# Directions
Add 150 to each coordinate in the answers of the data below, and write out again every line from the line with "Q: For each instance of the shrub" up to and including the final line of the data, keeping the lines that hold no coordinates unchanged.
▼
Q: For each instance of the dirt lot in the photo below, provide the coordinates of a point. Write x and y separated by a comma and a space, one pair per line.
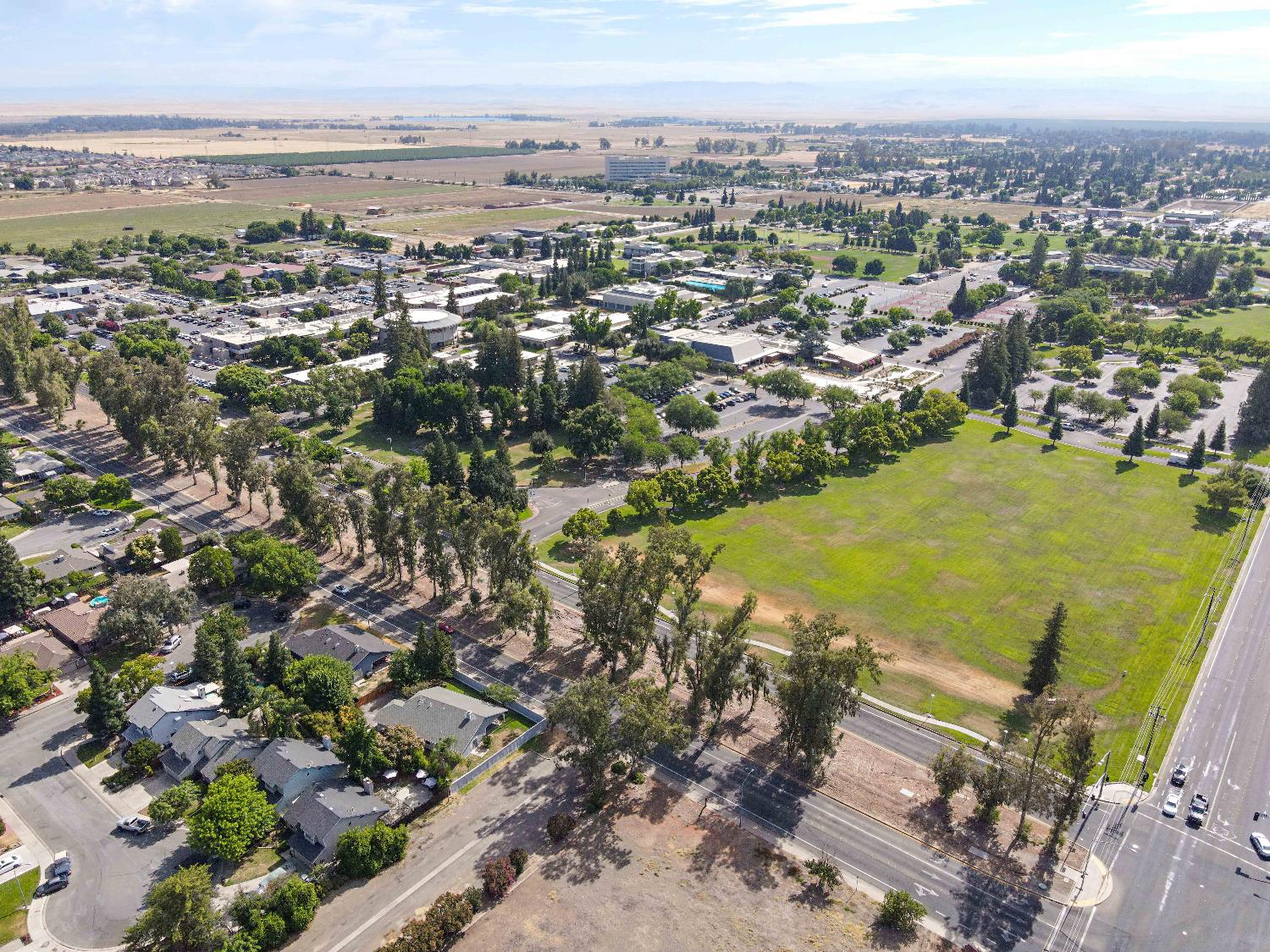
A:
653, 872
25, 205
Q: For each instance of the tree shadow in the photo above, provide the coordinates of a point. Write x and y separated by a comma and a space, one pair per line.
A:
1213, 520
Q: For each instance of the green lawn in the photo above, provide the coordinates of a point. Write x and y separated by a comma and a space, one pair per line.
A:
13, 916
213, 218
1251, 322
955, 553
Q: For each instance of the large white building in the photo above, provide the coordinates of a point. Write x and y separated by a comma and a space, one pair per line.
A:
632, 168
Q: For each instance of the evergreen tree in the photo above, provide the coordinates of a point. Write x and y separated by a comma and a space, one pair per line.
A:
276, 660
960, 304
1046, 654
1010, 415
1051, 408
235, 677
1137, 443
106, 713
1218, 441
1152, 431
1254, 426
1198, 454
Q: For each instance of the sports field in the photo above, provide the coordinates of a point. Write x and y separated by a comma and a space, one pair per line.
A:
211, 218
952, 558
1240, 322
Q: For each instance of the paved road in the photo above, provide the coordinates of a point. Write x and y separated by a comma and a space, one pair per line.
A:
112, 871
1179, 886
975, 905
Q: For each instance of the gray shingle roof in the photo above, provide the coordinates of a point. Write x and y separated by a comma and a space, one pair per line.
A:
340, 641
323, 806
284, 758
439, 713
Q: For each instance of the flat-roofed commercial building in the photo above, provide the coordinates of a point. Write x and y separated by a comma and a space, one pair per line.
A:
632, 168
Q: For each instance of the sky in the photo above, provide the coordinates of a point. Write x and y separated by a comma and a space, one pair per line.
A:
423, 43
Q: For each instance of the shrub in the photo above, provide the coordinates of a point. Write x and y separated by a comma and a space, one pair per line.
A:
899, 911
560, 827
497, 878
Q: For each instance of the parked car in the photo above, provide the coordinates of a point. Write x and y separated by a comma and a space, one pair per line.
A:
136, 825
1262, 843
1198, 812
53, 883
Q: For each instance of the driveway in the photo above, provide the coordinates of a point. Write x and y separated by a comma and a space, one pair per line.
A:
81, 528
112, 871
▲
# Expected answer
Q: For each instance of the shrub in the photo above, provide the coordinates of a point. Write x and y separated by a comma and a space, one pair per line.
A:
1049, 1061
710, 977
647, 1028
Q: For each instance of the parked car in the photo above, provide the coordinates of a point. Write x and y separated by a comma and a space, one pair per line.
A:
286, 975
1412, 993
1348, 962
203, 1033
Q: For each instance of the driveway in the photo above, provide the coordinates of a point. Write x and y separated by a comma and a space, one pair per line.
A:
231, 678
262, 1021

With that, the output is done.